▶ _Verilen metin_
%%

Çocuktuk: Kıra giderdik
Bir albümün kapağını açıyoruz. Anılar; soluk, sepya fotoğraflarla yer değiştirmiş. Zor geçen günlerin özlediğimiz geçmiş olması ve toplumsal bir nostalji ile bunu duyumsuyor olmamız bir tesadüf mü acaba? Eski günleri anıyor ve arıyoruz. Fotoğraflar yetişiyor imdadımıza. Unuttuğumuzu hatırlıyoruz. Sınırlı sayıda, renkleri uçmuş, netlik zaten baştan kaçık ama görevini yapıyor; yitirdiğimiz hafızamızı yerine getiriyor. Bir kez daha minnet duyuyoruz fotoğrafa: Öyleyse başlıyoruz.
Çocuklara, “en sevdiğiniz renk nedir” diye sorduğumuzda bilinçaltının derinliklerinden genelde bir “kırmızı” yanıtı gelse de mavi ve yeşil sıklıkla sorumuzun karşılığı olur. Mavi bir gökyüzü ve yeşil bir orman, çevremizi kuşattığı kadar zihnimizde de önemli bir yer tutmakta, yaşama ve geleceğe dair en güzel mesajları bizlere iletmektedir. Ailemiz, komşularımız, okulumuzda öğretmenlerimiz bizi hep doğanın akışı doğrultusunda yönlendirmişlerdir. Büyüyünce de kendimize hangi rengi yakıştırdıysak onu sevdiğimizi söylemişizdir.

%%

▶ _Verilen bilgiler_
%%

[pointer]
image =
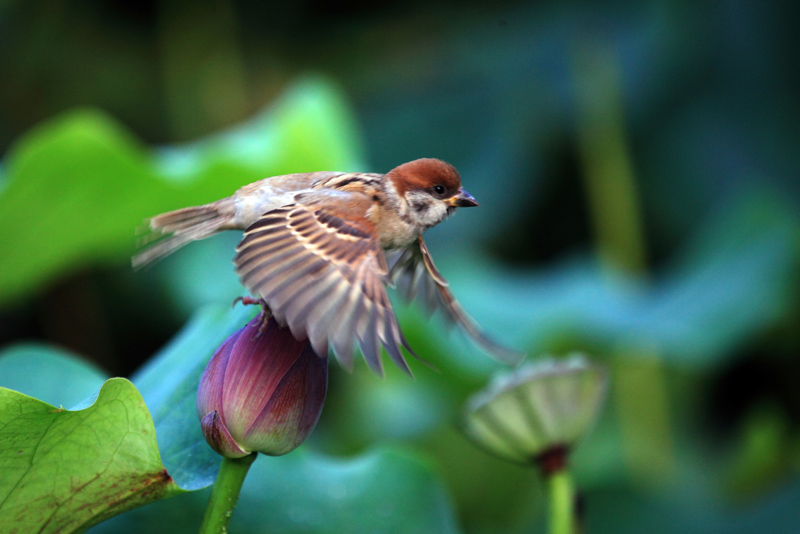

%%

▶ _Görev_
Verilen metinde “Çocuklara” sözüyle başlayan paragrafı, ana bilgilerini koruyarak kısa maddeler hâlinde yeniden yazın. Veriler, verilen metinden ayrı bir malzemedir.

▶ _Görevin çözümü_
- Çocuklara en sevdikleri renk sorulduğunda genelde "kırmızı" yanıtı gelse de mavi ve yeşil de sık verilen cevaplardır.
- Mavi gökyüzü ve yeşil orman, çevremiz kadar zihnimizde de önemli bir yer tutar ve bize yaşama ve geleceğe dair en güzel mesajları iletir.
- Ailemiz, komşularımız ve öğretmenlerimiz bizi hep doğanın akışı doğrultusunda yönlendirmiştir.
- Büyüyünce de kendimize hangi rengi yakıştırdıysak onu sevdiğimizi söyleriz.